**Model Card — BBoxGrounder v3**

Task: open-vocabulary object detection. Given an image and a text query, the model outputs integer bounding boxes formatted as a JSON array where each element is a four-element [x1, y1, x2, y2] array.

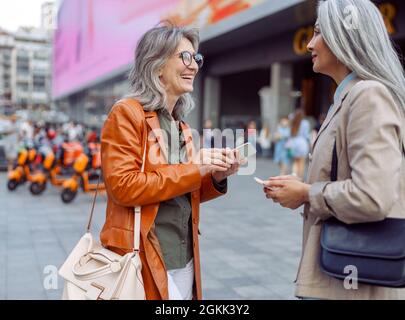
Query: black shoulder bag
[[320, 142, 405, 288]]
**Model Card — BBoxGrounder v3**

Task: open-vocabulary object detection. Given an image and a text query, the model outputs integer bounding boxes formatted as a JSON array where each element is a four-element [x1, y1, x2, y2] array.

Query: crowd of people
[[201, 108, 325, 178]]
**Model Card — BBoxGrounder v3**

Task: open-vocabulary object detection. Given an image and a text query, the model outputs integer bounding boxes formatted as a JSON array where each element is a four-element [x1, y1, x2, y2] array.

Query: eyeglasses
[[179, 51, 204, 68]]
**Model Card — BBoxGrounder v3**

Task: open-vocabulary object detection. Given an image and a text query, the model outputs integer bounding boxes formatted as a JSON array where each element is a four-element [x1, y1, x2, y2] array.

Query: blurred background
[[0, 0, 405, 299]]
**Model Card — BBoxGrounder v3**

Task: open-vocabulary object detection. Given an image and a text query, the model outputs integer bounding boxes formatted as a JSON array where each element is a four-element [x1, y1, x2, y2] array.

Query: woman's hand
[[212, 148, 243, 183], [263, 175, 311, 209], [191, 148, 234, 176]]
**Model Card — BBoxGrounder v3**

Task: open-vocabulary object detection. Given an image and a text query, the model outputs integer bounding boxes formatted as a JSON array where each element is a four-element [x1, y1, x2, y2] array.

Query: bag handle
[[86, 120, 148, 252]]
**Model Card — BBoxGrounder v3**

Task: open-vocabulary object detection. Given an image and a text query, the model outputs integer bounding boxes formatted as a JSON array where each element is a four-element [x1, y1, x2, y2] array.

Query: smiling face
[[159, 38, 198, 98], [307, 23, 341, 76]]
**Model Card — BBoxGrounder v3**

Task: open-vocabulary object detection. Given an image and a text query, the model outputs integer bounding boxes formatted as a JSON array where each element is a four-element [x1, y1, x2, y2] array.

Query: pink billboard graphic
[[52, 0, 179, 98], [52, 0, 265, 99]]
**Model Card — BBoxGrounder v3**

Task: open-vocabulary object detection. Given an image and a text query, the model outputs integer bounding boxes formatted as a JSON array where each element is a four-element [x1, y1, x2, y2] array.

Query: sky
[[0, 0, 56, 31]]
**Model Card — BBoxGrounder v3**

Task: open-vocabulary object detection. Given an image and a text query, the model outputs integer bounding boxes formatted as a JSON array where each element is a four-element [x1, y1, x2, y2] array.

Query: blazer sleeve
[[309, 81, 404, 224], [101, 103, 202, 207]]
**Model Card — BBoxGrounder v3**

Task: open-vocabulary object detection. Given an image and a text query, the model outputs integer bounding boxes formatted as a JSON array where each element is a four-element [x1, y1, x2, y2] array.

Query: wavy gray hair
[[318, 0, 405, 111], [129, 25, 200, 119]]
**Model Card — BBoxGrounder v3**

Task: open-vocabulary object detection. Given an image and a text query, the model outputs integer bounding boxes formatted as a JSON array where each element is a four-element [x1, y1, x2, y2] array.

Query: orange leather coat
[[100, 99, 223, 299]]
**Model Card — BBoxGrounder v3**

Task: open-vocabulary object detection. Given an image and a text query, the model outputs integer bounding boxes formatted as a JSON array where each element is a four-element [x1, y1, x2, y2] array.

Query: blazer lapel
[[180, 121, 195, 162], [312, 78, 361, 150], [145, 111, 169, 162]]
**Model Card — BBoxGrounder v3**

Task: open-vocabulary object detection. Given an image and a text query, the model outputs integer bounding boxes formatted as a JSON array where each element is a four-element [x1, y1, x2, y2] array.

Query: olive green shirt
[[155, 109, 227, 270]]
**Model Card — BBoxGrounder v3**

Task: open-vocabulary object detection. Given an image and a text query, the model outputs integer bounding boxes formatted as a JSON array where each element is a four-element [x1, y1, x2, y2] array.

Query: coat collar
[[312, 78, 361, 150], [145, 111, 195, 162]]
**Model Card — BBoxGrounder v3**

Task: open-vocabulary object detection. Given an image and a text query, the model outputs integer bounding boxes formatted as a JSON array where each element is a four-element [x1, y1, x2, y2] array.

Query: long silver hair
[[128, 24, 199, 119], [318, 0, 405, 112]]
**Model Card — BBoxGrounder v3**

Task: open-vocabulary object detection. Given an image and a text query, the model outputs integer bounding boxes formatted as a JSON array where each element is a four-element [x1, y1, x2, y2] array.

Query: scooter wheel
[[30, 182, 46, 196], [7, 179, 18, 191], [60, 189, 77, 203]]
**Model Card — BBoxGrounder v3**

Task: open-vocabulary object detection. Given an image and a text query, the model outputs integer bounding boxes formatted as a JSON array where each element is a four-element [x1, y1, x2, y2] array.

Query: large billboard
[[52, 0, 264, 99]]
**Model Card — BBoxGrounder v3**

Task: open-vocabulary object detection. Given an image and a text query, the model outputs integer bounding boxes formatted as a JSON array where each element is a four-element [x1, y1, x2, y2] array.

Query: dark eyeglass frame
[[179, 51, 204, 68]]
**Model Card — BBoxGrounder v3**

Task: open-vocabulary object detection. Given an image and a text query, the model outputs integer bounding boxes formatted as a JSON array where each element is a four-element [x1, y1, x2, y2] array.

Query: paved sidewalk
[[0, 160, 302, 299]]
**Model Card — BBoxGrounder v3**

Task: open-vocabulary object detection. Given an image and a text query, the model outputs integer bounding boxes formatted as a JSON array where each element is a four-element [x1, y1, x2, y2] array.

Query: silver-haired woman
[[100, 26, 239, 300], [264, 0, 405, 299]]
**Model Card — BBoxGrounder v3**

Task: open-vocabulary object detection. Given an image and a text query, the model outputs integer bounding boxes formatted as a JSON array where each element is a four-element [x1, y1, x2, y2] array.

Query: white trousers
[[167, 259, 194, 300]]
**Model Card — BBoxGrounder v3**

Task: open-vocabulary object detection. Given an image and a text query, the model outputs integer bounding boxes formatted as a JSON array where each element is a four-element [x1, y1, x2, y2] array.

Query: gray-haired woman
[[264, 0, 405, 299], [100, 26, 239, 299]]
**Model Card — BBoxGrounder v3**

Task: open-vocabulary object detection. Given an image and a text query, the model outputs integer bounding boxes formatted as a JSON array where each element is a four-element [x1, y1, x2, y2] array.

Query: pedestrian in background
[[286, 109, 311, 179], [100, 26, 239, 300], [258, 124, 271, 158], [202, 119, 214, 148], [264, 0, 405, 300], [273, 117, 291, 175]]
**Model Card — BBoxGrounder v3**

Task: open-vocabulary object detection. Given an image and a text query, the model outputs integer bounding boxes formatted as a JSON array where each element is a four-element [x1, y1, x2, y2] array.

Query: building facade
[[54, 0, 405, 129], [0, 27, 52, 112]]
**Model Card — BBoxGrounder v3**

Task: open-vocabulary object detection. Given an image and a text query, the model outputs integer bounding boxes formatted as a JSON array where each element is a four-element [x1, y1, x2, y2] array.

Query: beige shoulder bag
[[59, 131, 146, 300]]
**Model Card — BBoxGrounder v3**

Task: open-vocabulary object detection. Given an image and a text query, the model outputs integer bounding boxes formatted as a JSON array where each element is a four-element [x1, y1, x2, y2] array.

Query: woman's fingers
[[264, 180, 286, 189]]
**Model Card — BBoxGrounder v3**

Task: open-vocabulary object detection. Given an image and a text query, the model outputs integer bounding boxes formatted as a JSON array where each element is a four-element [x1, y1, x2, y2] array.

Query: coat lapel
[[180, 121, 195, 162], [312, 78, 360, 150], [145, 111, 169, 162]]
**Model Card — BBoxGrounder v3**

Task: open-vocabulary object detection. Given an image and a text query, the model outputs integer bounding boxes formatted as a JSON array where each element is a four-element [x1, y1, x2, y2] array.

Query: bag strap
[[86, 121, 148, 252]]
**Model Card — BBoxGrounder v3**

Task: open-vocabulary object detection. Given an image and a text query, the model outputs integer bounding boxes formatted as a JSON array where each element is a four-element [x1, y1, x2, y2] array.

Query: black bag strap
[[330, 139, 337, 181]]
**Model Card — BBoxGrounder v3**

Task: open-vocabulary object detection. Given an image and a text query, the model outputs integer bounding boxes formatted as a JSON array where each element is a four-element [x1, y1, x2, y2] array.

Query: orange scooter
[[30, 143, 83, 195], [61, 153, 105, 203], [30, 151, 64, 195], [7, 148, 37, 191]]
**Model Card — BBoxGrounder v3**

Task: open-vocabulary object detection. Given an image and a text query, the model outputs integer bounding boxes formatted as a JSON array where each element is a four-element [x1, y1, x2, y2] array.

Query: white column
[[258, 63, 294, 132], [203, 77, 221, 128]]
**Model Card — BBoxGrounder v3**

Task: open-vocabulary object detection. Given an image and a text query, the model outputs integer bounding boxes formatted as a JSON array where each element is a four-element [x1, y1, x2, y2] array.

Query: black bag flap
[[321, 218, 405, 259]]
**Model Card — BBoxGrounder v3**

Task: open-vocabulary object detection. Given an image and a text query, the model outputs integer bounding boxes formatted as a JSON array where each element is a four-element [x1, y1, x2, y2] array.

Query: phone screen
[[236, 143, 256, 159]]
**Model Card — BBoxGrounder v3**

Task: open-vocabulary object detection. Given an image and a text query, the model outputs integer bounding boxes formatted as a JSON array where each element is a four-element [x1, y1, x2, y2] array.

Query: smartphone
[[254, 177, 274, 190], [254, 177, 266, 186], [235, 142, 256, 160]]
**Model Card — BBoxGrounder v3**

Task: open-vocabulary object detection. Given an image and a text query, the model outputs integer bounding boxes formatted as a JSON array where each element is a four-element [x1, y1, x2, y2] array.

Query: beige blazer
[[295, 79, 405, 299]]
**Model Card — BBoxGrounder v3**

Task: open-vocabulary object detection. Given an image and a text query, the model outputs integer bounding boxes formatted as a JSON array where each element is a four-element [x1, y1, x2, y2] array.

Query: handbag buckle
[[90, 282, 105, 300]]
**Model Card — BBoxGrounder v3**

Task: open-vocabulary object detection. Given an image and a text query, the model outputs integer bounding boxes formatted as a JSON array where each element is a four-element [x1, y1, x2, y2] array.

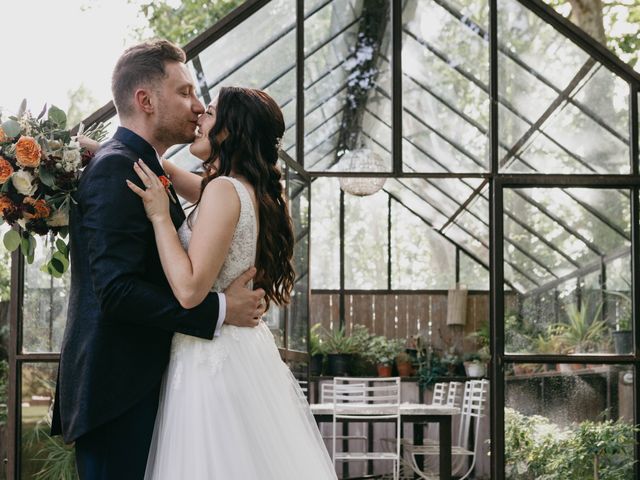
════════════════
What to work on: Report how many lines of the data above contain the string "scooter", treating uppercase and lowercase as different, and give only that number.

Result of this task: 2